### Brief 1
Reproduce the funding announcement below word for word, from "The information contained" to "the public domain.".

-- Quoted passage start --

The information contained within this announcement is deemed by the Company to
constitute inside information as stipulated under the Market Abuse Regulations
(EU) No. 596/2014 (MAR) as in force in the United Kingdom pursuant to the
European Union (Withdrawal) Act 2018. Upon the publication of this
announcement via Regulatory Information Service (RIS), this inside information
will be in the public domain.

Andrada Mining Limited

("Andrada" or "the Company")

Orion US$25 Million Funding Package Update

Andrada Mining Limited (AIM: ATM, OTCQB: ATMTF), the African technology metals
mining company with a portfolio of mining and exploration assets in Namibia,
is pleased to provide an update on the previously proposed Funding Package
with funds managed by Orion Resource Partners ("Orion") announced on 15
September 2022. On 11 August 2023, Andrada signed binding documentation for an
updated, conditional US$25 million funding package with Orion.

HIGHLIGHTS

·   US$25 million financing agreements signed ("Orion Financing") detailed
below:

o US$2.5 million (c£2.0 million) equity at 6.39p and US$10 million (c£7.9
million) Convertible Loan Note ("the Note") being for the general purposes of
accelerating Andrada's overall strategy of achieving commercial production of
its lithium, tin, and tantalum revenue streams.

o US$12.5 million unsecured tin royalty for the sole purpose of increasing
Andrada's tin production as it ramps up its capital programmes over the next 2
years.

·    The Company will issue Orion with warrants equivalent to double the
GBP value of the US$10 million Convertible Loan Note based on the USD/GBP
closing rate at market close on the Orion Issuance Date. Each warrant will
enable Orion to subscribe for one ordinary share in the Company (the
"Warrants").

-- Quoted passage end --
-- Material start --

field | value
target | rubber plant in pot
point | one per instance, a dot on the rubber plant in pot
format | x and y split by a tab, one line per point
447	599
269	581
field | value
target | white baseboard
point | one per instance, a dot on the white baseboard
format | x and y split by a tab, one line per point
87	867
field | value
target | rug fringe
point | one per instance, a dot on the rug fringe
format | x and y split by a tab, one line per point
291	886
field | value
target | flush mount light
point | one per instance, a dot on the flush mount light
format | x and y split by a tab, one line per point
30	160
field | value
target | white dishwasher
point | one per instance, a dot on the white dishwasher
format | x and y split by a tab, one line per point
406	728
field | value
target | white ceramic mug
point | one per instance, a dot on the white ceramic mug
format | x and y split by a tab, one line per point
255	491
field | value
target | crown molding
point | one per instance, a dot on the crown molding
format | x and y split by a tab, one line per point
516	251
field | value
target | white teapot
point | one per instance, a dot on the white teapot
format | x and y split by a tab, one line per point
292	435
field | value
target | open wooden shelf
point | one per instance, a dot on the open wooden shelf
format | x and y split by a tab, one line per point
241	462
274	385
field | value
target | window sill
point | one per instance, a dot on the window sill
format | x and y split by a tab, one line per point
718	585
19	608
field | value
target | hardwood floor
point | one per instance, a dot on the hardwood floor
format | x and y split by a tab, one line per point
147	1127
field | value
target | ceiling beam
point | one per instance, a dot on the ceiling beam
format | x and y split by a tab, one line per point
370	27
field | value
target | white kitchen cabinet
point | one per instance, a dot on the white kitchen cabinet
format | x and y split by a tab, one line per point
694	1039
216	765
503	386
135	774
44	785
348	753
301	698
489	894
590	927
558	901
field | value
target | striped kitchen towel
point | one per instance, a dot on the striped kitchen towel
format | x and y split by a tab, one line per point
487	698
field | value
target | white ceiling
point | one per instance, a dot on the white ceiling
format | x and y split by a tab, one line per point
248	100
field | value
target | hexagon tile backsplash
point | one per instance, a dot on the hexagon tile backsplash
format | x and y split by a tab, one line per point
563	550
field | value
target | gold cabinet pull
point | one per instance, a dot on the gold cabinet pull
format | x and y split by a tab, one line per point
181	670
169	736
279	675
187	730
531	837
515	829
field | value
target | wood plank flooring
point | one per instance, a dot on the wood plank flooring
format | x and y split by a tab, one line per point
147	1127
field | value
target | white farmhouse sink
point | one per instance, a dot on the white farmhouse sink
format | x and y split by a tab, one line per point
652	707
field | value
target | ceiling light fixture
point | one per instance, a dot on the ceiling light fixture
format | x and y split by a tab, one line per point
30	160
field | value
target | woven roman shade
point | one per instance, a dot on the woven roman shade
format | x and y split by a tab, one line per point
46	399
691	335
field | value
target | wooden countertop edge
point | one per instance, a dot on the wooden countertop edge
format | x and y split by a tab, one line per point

-- Material end --

### Brief 2
Report each line of the rows above that contains the string "roman", copying every such line in full.

### Solution 1
The information contained within this announcement is deemed by the Company to
constitute inside information as stipulated under the Market Abuse Regulations
(EU) No. 596/2014 (MAR) as in force in the United Kingdom pursuant to the
European Union (Withdrawal) Act 2018. Upon the publication of this
announcement via Regulatory Information Service (RIS), this inside information
will be in the public domain.

### Solution 2
target | woven roman shade
point | one per instance, a dot on the woven roman shade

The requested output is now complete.